HOW TO COMPLETE THIS TASK:
Copy the records below exactly. Include all of them.

Extracted records:

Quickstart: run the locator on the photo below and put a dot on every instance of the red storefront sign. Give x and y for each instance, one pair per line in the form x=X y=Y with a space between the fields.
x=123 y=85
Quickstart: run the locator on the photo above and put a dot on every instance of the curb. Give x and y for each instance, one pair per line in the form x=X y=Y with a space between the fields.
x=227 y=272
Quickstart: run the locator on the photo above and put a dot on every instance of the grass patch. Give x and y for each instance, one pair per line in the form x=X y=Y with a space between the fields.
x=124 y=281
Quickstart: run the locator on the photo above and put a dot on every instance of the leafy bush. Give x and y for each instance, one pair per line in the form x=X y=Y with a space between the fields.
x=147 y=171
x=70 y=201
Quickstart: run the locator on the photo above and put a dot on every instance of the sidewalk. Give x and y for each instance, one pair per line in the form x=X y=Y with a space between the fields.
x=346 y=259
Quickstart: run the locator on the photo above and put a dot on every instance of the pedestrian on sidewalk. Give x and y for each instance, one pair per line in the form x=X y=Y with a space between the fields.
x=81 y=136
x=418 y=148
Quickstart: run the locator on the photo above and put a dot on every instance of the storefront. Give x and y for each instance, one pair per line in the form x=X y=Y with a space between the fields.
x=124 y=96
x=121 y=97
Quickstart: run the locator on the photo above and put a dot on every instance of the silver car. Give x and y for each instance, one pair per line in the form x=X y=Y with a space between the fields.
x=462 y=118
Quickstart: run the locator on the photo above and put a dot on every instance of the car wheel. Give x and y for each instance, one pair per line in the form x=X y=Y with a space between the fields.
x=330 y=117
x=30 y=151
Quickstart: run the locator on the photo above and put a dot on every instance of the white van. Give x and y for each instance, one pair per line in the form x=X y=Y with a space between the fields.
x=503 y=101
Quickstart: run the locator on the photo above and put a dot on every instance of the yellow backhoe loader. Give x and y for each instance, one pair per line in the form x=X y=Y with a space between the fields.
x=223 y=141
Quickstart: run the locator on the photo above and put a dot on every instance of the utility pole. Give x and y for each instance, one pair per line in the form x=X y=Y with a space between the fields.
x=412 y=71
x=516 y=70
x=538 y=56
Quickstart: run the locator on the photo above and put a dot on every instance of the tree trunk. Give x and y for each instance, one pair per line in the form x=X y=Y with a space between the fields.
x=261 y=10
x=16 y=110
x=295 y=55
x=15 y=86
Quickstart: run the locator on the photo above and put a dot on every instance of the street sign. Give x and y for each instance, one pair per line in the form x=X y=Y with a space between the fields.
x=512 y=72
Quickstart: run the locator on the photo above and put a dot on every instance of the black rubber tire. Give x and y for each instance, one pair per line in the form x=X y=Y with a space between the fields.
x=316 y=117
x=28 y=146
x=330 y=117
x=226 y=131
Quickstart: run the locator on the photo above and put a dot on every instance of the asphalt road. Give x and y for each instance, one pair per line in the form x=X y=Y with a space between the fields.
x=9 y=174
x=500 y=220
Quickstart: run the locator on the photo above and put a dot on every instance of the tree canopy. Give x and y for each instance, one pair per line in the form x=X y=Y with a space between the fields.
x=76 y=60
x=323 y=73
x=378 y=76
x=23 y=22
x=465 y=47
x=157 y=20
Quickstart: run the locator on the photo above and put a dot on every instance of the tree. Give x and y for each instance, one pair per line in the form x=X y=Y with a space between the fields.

RESULT FOR THIS TASK:
Quickstart: run the locator on the photo below and put a dot on every instance of the red storefront sign. Give x and y for each instance, one pair per line in the form x=X y=Y with a space between the fields.
x=123 y=85
Quickstart: run the locator on the photo above and put a dot on every instance of the curb. Give x and y for each instance, one pair per line in the form x=X y=Y with a space between the fields.
x=227 y=272
Quickstart: run the locator on the photo above and put a dot on every instance of the grass patch. Give x and y for each instance, one pair per line in the form x=X y=Y with a space between the fields.
x=124 y=281
Quickstart: run the locator on the photo above and put a dot on every instance of the leafy bush. Give x and y for each instance, one pair per line in the form x=X y=Y with a space between the fields.
x=147 y=171
x=70 y=201
Quickstart: run the locator on the photo above and put a dot on every instance of the sidewalk. Give x and y for each instance, one pair per line in the form x=X y=Y with a space between the fields.
x=346 y=259
Quickstart: run the locator on the photo above and put a dot on every instance of the pedestrian on sidewalk. Give x and y for each instance, one pair per line in the form x=X y=Y with a space between the fields.
x=81 y=136
x=418 y=148
Quickstart: run the locator on the photo above and put a dot on every instance of the storefront. Give x and y for each instance, one pair per line in the form x=X y=Y with a space between the fields.
x=124 y=96
x=121 y=97
Quickstart: run the locator on the photo above and put a dot on every instance of the silver car. Give x and y for each instance, one pair per line in the form x=X y=Y with a space between the fields.
x=462 y=118
Quickstart: run the locator on the photo above and put a dot on every instance of the car wheel. Give x and y for each instance, one pair per line in the form x=X y=Y with a space between the fields.
x=330 y=117
x=30 y=151
Quickstart: run the locator on the photo above and put a dot on every instance of the white van. Give x and y for each instance, one pair per line in the form x=X y=Y with a space between the fields.
x=503 y=101
Quickstart: run the locator on the photo above and put a dot on every instance of the yellow backhoe loader. Give x and y for each instance, one pair per line in the form x=X y=Y with a space between the fields.
x=223 y=141
Quickstart: run the locator on the photo above and put a dot on every instance of the utility pole. Give x and y for each instance, one pair per line in the form x=X y=Y with a space between the fields.
x=412 y=71
x=516 y=70
x=538 y=56
Quickstart: run the locator on the photo above and put a dot on every instance of the tree trunk. Give x and y for each instance, one pair per line in the form x=X y=Y with a space between the fields.
x=261 y=10
x=16 y=110
x=295 y=55
x=15 y=86
Quickstart: run the locator on the photo above and put a dot on every instance of the street sign. Give x and y for each instance, one pair per line in the form x=X y=Y with a space between the fields.
x=512 y=72
Quickstart: run the locator on the photo above and put a dot on every instance of the black rubber tire. Give x and y for each instance, one pair per line in the form x=X y=Y with a space between the fields.
x=316 y=117
x=28 y=146
x=330 y=117
x=226 y=131
Quickstart: run the locator on the photo above and put a dot on every instance of the asphalt road. Give x and y for each instance, one pair per line in the form x=X y=Y with a space between the fields.
x=9 y=174
x=500 y=220
Quickstart: run the locator on the photo above and put a dot on every instance of the tree canopy. Give x and y for each instance, one pair per line in the form x=X y=Y with a space between the fields.
x=76 y=60
x=323 y=73
x=378 y=76
x=23 y=22
x=465 y=47
x=157 y=20
Quickstart: run the locator on the photo above and put a dot on every instance of the tree. Give x and y for each instance, one pair per line in the form x=X y=Y with a space between the fields.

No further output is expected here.